## Natural language region descriptions
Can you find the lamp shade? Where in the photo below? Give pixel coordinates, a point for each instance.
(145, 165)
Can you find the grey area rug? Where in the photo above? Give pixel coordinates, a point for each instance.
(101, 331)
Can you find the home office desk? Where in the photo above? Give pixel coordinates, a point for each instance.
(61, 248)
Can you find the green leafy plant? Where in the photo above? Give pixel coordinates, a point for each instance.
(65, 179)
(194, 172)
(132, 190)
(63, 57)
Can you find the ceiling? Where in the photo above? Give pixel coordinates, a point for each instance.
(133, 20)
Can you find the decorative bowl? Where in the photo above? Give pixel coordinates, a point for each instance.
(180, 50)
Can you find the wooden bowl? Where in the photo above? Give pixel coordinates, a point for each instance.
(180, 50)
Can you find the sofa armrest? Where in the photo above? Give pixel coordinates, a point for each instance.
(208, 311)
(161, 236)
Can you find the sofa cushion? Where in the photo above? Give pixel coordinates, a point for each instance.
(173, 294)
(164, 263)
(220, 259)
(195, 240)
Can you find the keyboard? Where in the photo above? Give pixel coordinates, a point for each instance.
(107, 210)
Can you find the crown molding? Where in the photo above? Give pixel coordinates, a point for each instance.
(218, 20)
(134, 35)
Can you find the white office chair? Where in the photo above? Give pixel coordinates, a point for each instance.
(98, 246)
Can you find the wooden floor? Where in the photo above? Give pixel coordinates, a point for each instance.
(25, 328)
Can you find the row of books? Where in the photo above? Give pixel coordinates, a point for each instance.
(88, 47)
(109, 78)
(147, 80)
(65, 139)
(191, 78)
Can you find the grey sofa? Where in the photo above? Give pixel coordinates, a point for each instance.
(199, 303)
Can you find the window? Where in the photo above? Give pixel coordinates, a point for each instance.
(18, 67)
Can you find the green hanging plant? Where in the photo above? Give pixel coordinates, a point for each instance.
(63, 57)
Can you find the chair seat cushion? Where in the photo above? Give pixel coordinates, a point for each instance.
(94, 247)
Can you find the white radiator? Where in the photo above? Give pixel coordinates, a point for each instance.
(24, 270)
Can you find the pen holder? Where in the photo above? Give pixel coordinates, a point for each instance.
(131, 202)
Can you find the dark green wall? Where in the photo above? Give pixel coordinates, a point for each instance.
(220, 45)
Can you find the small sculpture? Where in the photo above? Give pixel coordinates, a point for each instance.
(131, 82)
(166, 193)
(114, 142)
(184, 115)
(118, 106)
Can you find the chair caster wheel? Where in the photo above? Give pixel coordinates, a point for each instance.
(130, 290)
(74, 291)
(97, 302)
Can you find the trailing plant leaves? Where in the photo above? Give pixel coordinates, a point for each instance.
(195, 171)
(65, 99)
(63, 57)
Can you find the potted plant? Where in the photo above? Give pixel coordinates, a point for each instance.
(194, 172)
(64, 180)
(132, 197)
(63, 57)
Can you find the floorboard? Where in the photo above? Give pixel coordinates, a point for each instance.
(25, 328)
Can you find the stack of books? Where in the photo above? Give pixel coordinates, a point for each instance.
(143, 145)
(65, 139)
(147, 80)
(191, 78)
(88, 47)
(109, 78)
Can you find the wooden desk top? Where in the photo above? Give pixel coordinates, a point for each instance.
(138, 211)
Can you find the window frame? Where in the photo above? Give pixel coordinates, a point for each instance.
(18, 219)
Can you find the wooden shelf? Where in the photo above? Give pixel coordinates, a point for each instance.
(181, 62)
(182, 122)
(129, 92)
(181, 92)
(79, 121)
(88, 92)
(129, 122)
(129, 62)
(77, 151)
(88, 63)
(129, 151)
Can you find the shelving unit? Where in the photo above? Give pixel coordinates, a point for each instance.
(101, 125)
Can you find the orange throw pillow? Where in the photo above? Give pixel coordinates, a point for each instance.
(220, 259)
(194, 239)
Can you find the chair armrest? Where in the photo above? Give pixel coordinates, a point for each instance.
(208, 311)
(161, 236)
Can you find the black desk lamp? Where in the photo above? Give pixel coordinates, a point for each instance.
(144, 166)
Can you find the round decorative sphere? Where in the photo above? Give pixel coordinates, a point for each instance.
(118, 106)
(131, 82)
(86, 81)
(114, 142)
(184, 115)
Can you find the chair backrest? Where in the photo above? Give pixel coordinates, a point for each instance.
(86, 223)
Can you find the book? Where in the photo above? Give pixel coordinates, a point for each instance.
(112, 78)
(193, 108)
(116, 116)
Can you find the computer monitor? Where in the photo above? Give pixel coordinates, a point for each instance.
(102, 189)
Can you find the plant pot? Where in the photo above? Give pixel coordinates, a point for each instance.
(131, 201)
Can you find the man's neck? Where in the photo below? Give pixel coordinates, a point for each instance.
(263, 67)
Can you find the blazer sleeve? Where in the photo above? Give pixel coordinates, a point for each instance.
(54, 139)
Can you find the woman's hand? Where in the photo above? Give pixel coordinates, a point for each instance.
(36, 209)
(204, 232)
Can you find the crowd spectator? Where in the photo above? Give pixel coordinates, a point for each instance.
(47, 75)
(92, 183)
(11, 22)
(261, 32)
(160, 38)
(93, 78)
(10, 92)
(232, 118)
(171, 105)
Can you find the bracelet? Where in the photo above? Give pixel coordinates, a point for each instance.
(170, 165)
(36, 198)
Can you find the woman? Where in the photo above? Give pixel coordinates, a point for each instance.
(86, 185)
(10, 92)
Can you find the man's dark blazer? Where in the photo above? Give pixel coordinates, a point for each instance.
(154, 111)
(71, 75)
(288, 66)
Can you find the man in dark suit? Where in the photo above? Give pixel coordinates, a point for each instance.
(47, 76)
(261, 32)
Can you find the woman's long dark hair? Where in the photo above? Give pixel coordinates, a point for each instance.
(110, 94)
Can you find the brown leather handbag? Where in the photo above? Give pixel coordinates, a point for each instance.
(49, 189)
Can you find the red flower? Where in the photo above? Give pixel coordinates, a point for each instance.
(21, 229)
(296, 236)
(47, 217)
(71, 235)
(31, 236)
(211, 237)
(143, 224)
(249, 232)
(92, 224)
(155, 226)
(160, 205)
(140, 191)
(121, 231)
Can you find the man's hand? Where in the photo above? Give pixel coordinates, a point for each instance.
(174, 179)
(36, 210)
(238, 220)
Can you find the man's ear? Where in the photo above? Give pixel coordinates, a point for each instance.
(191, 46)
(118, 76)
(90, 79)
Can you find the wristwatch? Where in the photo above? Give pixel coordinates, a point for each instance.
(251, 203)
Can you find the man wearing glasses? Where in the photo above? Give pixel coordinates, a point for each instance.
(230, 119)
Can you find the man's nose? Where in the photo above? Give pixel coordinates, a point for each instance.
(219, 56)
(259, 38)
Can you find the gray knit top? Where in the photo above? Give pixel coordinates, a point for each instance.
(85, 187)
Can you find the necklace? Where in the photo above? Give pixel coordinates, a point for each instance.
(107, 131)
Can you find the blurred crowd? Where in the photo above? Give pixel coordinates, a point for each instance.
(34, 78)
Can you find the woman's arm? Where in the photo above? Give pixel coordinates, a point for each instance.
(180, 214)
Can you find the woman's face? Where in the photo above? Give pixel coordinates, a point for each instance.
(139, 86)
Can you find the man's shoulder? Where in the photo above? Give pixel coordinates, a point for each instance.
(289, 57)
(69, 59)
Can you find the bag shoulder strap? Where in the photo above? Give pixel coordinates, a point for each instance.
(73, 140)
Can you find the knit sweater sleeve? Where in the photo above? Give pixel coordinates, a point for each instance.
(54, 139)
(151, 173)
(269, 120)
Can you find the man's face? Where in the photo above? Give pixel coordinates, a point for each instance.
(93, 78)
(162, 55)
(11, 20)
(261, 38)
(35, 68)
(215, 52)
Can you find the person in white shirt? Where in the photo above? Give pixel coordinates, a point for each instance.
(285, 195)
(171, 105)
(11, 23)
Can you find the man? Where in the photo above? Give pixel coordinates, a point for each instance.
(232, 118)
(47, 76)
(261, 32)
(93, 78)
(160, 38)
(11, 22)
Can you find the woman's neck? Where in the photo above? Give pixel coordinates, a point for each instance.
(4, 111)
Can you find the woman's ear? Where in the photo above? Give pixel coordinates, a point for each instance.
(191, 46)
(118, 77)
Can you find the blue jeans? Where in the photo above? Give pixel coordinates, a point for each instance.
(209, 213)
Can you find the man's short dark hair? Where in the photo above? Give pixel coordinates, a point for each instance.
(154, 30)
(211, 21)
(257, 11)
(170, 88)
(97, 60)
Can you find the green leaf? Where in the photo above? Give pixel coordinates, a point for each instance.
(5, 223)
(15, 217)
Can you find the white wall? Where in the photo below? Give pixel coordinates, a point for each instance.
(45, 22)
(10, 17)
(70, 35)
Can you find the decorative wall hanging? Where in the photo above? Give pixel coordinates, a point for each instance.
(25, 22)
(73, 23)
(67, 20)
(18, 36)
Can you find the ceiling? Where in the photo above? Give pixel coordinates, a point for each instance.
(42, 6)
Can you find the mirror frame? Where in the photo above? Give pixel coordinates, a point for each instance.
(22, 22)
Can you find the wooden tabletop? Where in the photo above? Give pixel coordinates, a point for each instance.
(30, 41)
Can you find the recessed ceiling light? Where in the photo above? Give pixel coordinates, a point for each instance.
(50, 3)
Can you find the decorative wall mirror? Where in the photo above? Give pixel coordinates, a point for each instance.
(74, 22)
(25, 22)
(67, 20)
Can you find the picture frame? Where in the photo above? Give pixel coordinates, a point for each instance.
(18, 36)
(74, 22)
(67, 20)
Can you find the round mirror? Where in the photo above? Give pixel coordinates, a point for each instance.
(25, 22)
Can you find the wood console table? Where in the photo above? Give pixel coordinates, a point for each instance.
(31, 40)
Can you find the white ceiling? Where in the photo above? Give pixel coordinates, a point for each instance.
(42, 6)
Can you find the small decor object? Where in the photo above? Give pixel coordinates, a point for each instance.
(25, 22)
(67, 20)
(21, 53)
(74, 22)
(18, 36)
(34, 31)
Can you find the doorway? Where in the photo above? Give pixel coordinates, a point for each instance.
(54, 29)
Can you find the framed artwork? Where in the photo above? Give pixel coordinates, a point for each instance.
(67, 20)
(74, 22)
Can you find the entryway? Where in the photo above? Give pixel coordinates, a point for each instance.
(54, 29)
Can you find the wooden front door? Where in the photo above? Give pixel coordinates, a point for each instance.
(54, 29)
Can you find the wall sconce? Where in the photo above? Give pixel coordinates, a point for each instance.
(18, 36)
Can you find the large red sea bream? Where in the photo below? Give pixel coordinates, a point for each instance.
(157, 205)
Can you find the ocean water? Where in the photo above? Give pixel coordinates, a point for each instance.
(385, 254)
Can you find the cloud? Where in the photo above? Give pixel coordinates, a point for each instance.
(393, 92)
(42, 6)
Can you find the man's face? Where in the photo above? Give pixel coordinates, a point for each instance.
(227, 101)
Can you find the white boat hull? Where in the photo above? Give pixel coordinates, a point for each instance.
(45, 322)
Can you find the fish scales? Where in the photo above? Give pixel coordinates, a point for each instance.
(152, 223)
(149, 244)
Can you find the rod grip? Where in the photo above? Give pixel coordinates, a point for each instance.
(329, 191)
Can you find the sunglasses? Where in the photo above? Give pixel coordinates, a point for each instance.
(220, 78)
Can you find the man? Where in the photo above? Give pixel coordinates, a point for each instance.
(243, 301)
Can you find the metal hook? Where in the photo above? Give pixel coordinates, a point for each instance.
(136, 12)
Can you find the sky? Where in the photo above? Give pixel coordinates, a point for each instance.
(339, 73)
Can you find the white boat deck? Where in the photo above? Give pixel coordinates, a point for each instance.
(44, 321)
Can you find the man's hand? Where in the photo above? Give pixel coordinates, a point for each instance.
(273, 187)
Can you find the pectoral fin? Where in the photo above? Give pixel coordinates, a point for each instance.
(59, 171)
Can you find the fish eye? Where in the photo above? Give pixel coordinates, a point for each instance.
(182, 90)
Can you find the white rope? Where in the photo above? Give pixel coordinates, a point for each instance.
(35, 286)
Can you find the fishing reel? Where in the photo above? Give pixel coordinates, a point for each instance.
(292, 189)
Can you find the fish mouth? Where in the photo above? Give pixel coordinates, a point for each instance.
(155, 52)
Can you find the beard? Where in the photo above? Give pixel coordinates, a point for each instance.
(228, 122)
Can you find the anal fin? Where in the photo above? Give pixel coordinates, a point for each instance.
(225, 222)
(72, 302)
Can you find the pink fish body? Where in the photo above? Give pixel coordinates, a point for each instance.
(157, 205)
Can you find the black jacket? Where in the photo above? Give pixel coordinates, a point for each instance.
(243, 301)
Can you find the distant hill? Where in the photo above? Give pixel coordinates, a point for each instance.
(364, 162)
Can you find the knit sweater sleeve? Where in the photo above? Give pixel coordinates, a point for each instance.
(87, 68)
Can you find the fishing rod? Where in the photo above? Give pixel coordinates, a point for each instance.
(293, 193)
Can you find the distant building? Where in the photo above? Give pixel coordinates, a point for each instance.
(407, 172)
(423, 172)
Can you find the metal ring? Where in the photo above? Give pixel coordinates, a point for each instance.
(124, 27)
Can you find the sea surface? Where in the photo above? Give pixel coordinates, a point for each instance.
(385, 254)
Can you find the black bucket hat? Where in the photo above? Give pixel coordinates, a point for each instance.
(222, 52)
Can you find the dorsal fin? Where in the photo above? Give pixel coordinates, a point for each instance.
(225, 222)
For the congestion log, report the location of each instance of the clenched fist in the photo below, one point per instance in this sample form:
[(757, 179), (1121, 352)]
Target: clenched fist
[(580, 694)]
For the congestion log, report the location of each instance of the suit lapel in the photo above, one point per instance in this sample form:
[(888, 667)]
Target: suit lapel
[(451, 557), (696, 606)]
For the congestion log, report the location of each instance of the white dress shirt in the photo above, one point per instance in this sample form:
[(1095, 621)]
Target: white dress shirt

## Requirement
Search the records for the string "report", and copy every line that holds it.

## Task answer
For the congestion log, report the location of each instance of the clenched fist in the photo below, one point per instance in this sample form:
For the congestion log, report the location of each instance of the suit lapel in the photo above, one point per instance in this sample form:
For the congestion log, report the location of each instance of the white dress shirt in the photo above, one point per instance in this sample form:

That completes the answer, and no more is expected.